---------- Reading passage
Dakoglou has lived through five years of turmoil and instability, but last week was the first time she took her money out of the bank, feeling it would be “stupid not to”. But despite her fears she remains fully behind Syriza. “They’re doing what they were elected to do. They stick to what they promised. I’m with them.”

Aliki (18), who is about to start an architecture degree, admitted the uncertainty made her worry. She doesn’t expect to find work in Greece when she gets her degree; most architects she has met seem to be out of work or doing other things.

Yet the last thing Aliki wanted was for Syriza to back down. She believed the party hadn’t been “left-wing enough” and was now playing a “political game” aimed at saving face.

“They want to show they’re getting a good deal for the people, but it will be worse,” she says while shopping on Ermou Street in the centre of Athens. Syriza would “push it as far as they can” but eventually they will relent, she says.

Debt relief

Germany

and other creditors have been adamant that easing Greece’s colossal debt burden will not be dealt with in the current round of talks. But many Syriza figures believe Tsipras will need at least a signal on future debt relief or cash in the form of a development fund to persuade his party – a loose coalition that includes former trade union militants, communists and some social democrats – that he made some gains at the negotiating table.

"The message that the government has to send is that we are a proud people. We are not going to accept being humiliated," says Syriza MP Alexis Mitropoulos.

The phone lines were busy between Brussels and Athens yesterday. The Greek delegation was reported to be feeding regular updates to senior Syriza colleagues at home. Tsipras was also in contact with Greek president Prokopis Pavlopoulos, who has said he would go "to the boundaries of my authorities" to ensure Greece remained in the euro zone.

Most Greeks, though, had to rely on a stream of rumours, gossip and often contradictory news reports to glean what was happening at the faraway talks that could decide the fate of their country after five years of traumatic upheaval.

Sofia Dakoglou was keeping a close eye on events in Brussels. In recent years she has watched unemployment rocket, social deprivation rise, political powerhouses fall. Above all, she says, the crisis has made daily life cruelly uncertain.

“You don’t know what’s going to happen from week to week . . . They cut your salary, and then they can cut it again. You wait and wait, hoping it might change,” she says.

If the Greeks had known five years ago that they would find themselves at this point in 2015, staggering on in a seemingly never-ending circle, they would never have stood for it.

“But you always think it’s going to be over, that somehow it has to end.”
--------------------
### Tasks for this exercise
• 1. From the article on Greece's debt talks, write out the passage that begins at the words "The phone lines" and stops after "of traumatic upheaval.".
• 2. In the article on Greece's debt talks, which Syriza MP says Greeks will not accept being humiliated?
---------- Supplied information
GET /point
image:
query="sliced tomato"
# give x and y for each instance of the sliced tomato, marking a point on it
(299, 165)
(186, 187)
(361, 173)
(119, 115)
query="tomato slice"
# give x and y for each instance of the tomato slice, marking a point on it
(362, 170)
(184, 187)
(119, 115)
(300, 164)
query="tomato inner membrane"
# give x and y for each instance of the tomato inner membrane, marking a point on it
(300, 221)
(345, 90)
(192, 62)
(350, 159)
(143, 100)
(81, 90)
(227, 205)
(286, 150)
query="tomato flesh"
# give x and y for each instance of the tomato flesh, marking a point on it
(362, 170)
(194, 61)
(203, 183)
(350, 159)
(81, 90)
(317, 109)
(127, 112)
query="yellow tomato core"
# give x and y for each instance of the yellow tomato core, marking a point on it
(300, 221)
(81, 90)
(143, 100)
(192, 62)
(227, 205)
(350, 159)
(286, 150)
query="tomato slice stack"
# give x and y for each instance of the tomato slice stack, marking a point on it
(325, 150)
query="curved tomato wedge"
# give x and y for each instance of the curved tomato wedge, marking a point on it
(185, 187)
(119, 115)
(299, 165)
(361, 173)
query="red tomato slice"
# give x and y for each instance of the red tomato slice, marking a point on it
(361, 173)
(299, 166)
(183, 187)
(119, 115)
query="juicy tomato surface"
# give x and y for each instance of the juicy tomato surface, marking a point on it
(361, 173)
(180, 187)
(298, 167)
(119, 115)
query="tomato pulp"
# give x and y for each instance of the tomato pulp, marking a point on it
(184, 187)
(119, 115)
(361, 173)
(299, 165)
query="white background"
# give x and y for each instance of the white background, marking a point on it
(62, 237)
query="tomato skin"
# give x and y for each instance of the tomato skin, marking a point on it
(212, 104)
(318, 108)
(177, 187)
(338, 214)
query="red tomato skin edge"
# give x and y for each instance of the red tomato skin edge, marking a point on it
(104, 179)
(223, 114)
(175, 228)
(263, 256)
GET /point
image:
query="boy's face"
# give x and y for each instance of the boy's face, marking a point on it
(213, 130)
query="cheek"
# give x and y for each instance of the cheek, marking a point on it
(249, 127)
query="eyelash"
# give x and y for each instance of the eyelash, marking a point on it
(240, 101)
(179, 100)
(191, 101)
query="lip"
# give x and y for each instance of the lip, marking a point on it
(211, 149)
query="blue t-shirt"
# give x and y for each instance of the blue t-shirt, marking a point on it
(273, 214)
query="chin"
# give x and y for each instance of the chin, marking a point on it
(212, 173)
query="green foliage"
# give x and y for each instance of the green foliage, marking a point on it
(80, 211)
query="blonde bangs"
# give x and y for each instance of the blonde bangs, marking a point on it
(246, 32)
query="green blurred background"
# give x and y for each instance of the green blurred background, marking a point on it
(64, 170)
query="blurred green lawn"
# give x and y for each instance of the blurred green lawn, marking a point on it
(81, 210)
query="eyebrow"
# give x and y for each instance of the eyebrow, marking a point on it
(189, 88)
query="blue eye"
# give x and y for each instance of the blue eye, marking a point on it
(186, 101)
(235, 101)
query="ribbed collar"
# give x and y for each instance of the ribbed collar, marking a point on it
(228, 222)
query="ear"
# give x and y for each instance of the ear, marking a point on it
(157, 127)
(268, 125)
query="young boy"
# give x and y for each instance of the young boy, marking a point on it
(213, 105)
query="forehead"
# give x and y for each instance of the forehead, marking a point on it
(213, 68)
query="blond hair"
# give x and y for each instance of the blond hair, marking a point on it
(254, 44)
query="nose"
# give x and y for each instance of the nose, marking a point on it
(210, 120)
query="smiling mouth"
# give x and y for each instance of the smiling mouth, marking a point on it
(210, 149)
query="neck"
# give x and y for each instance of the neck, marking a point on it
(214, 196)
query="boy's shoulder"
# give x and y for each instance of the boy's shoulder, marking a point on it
--------------------
### Full answers
• 1.
The phone lines were busy between Brussels and Athens yesterday. The Greek delegation was reported to be feeding regular updates to senior Syriza colleagues at home. Tsipras was also in contact with Greek president Prokopis Pavlopoulos, who has said he would go "to the boundaries of my authorities" to ensure Greece remained in the euro zone.

Most Greeks, though, had to rely on a stream of rumours, gossip and often contradictory news reports to glean what was happening at the faraway talks that could decide the fate of their country after five years of traumatic upheaval.

• 2. Alexis Mitropoulos